Job: Reproduce the material below word for word, keeping every line unchanged.

Listed entries:
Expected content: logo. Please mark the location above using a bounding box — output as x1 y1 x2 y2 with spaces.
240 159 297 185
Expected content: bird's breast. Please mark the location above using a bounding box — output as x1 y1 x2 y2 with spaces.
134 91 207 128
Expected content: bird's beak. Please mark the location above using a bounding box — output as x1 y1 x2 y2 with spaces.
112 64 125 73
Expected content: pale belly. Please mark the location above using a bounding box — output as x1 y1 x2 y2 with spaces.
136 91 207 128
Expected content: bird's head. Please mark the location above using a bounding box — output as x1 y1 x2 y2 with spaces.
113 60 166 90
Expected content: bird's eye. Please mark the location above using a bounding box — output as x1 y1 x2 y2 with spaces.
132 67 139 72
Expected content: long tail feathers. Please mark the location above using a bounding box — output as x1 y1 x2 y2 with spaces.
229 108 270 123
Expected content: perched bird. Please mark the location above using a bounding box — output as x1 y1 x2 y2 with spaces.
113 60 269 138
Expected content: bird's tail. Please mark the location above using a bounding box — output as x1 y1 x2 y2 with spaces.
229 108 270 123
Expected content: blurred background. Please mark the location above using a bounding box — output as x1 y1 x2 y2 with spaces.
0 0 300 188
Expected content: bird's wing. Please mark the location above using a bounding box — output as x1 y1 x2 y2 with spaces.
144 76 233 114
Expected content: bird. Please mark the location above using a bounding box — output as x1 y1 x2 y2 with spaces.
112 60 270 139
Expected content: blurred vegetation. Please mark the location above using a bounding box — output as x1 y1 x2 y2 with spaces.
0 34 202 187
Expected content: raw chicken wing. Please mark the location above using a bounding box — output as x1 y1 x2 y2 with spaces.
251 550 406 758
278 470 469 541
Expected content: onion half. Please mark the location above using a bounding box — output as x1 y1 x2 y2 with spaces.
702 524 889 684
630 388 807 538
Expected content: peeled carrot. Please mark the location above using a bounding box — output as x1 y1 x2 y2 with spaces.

Answer to this task:
Expected content: logo. Please mark the location above using a bounding box — output as x1 y1 x2 y2 with spaces.
240 159 297 185
Expected content: bird's breast. Please mark the location above using a bounding box — output as x1 y1 x2 y2 with spaces.
134 91 207 128
Expected content: bird's beak. Please mark the location above using a bounding box — output as x1 y1 x2 y2 with spaces.
112 64 125 73
Expected content: pale belly. Please mark the location above using a bounding box — output as x1 y1 x2 y2 with spaces.
136 91 207 128
Expected content: bird's head. Please mark the location above using a bounding box — output as x1 y1 x2 y2 with spaces.
113 60 166 90
Expected content: bird's eye. Please mark the location above using a bounding box — output as x1 y1 x2 y2 with spaces.
132 67 139 72
Expected content: long tail feathers. Please mark the location above using a bounding box — output as x1 y1 x2 y2 with spaces.
229 108 270 123
Expected content: perched bird. Please mark the location above using a bounding box — output as x1 y1 x2 y2 with spaces.
113 60 269 138
Expected content: bird's tail. Please mark the location above using a bounding box — output as x1 y1 x2 y2 with spaces.
229 108 270 123
Expected content: blurred background. Please mark the location above using a bounding box — output as x1 y1 x2 y2 with spaces.
0 0 300 188
Expected content: bird's wing. Please mark the location above using a bounding box — output as x1 y1 x2 y2 with spaces.
144 76 233 114
Expected content: bird. Please mark the location above using a bounding box — output as x1 y1 x2 y2 with spaces.
112 60 270 139
Expected content: blurred vegetation. Please mark the location above using a bounding box — output as x1 y1 x2 y2 with spaces.
0 34 202 187
Expected content: raw chicken wing. Please mark the location above using a bounding box — output as x1 y1 x2 y2 with spaces.
251 550 406 758
278 470 469 541
Expected content: onion half. Please mark the location above using a bounding box — output as x1 y1 x2 y2 with spaces.
702 524 889 684
630 388 807 538
Expected content: peeled carrot. Please mark the location above using a bounding box — output as x1 y1 x2 y2 with spaces.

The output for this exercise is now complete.